# Aim of the task
Repeat every entry in the listing below, exactly.

# Excerpt from a dataset
= = = = =

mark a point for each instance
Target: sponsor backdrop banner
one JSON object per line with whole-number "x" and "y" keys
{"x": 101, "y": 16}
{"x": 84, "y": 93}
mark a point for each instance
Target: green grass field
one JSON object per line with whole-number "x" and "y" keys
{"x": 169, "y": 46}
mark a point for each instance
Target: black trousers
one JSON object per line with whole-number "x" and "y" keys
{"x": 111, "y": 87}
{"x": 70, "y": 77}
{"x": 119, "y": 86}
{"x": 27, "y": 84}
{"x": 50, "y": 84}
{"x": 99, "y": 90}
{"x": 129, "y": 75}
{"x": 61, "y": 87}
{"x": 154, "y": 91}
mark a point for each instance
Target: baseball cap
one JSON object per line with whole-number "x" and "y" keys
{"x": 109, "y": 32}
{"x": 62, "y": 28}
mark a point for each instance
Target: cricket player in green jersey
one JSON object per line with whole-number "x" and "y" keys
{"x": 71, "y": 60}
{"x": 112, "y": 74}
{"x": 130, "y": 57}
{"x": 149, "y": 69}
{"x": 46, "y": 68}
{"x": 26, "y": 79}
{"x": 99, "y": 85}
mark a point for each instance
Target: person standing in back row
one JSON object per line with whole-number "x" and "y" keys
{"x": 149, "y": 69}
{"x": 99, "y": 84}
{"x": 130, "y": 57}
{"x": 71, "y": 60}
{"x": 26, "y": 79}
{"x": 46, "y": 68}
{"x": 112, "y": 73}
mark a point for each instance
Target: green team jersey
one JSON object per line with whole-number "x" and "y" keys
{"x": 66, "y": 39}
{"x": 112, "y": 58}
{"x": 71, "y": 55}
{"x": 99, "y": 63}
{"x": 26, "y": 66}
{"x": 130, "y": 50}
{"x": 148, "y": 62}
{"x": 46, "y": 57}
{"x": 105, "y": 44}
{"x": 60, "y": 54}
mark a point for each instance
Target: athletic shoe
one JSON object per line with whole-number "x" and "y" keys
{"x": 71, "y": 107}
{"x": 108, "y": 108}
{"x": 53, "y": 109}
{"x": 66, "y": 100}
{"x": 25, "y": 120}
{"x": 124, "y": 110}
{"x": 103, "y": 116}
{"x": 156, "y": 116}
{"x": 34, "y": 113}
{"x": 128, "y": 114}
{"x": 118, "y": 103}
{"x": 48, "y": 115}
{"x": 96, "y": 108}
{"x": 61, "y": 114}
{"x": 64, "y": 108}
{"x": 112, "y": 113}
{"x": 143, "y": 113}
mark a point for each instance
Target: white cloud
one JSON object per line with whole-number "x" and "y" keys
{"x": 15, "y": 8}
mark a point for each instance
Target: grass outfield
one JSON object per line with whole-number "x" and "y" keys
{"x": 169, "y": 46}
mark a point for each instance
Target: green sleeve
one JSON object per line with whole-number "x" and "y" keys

= = = = =

# The solution
mark a point for each instance
Target: sponsor backdrop banner
one JSON object per line with whole-number "x" and "y" keys
{"x": 101, "y": 16}
{"x": 84, "y": 93}
mark a point for each instance
Target: green grass field
one JSON object per line with whole-number "x" and "y" keys
{"x": 169, "y": 46}
mark a point for each instance
Target: black trousers
one JSON object per line with whole-number "x" and "y" keys
{"x": 111, "y": 87}
{"x": 70, "y": 77}
{"x": 119, "y": 86}
{"x": 27, "y": 84}
{"x": 50, "y": 84}
{"x": 99, "y": 90}
{"x": 129, "y": 75}
{"x": 61, "y": 87}
{"x": 154, "y": 91}
mark a point for each instance
Target: baseball cap
one JSON object per line with whole-number "x" and "y" keys
{"x": 109, "y": 32}
{"x": 62, "y": 28}
mark a point for each instance
Target: cricket player in green jersey
one JSON object per line with whole-number "x" and "y" keys
{"x": 71, "y": 60}
{"x": 112, "y": 74}
{"x": 130, "y": 57}
{"x": 149, "y": 69}
{"x": 46, "y": 68}
{"x": 26, "y": 79}
{"x": 99, "y": 85}
mark a point for each instance
Target: person standing in back row
one JSON object per line with whole-number "x" and "y" keys
{"x": 149, "y": 69}
{"x": 99, "y": 84}
{"x": 130, "y": 57}
{"x": 71, "y": 60}
{"x": 26, "y": 79}
{"x": 46, "y": 68}
{"x": 112, "y": 73}
mark a point for each instance
Target: green team jersey
one JSON object per line with whole-number "x" and "y" keys
{"x": 66, "y": 39}
{"x": 112, "y": 58}
{"x": 71, "y": 55}
{"x": 99, "y": 63}
{"x": 26, "y": 66}
{"x": 130, "y": 50}
{"x": 148, "y": 62}
{"x": 46, "y": 57}
{"x": 105, "y": 44}
{"x": 60, "y": 54}
mark a point for each instance
Target: athletic shoe
one JSON object per line with whole-number "x" and "y" keys
{"x": 71, "y": 107}
{"x": 108, "y": 108}
{"x": 53, "y": 109}
{"x": 66, "y": 100}
{"x": 25, "y": 120}
{"x": 124, "y": 110}
{"x": 103, "y": 116}
{"x": 156, "y": 116}
{"x": 34, "y": 113}
{"x": 128, "y": 114}
{"x": 118, "y": 103}
{"x": 48, "y": 115}
{"x": 96, "y": 108}
{"x": 61, "y": 114}
{"x": 64, "y": 108}
{"x": 112, "y": 113}
{"x": 143, "y": 113}
mark a point for each instance
Target: white cloud
one JSON object per line with whole-number "x" and "y" keys
{"x": 15, "y": 8}
mark a point for each instance
Target: grass outfield
one JSON object per line with whole-number "x" and "y" keys
{"x": 169, "y": 46}
mark a point for each instance
Target: green sleeve
one JSON object per line with whole-number "x" and "y" keys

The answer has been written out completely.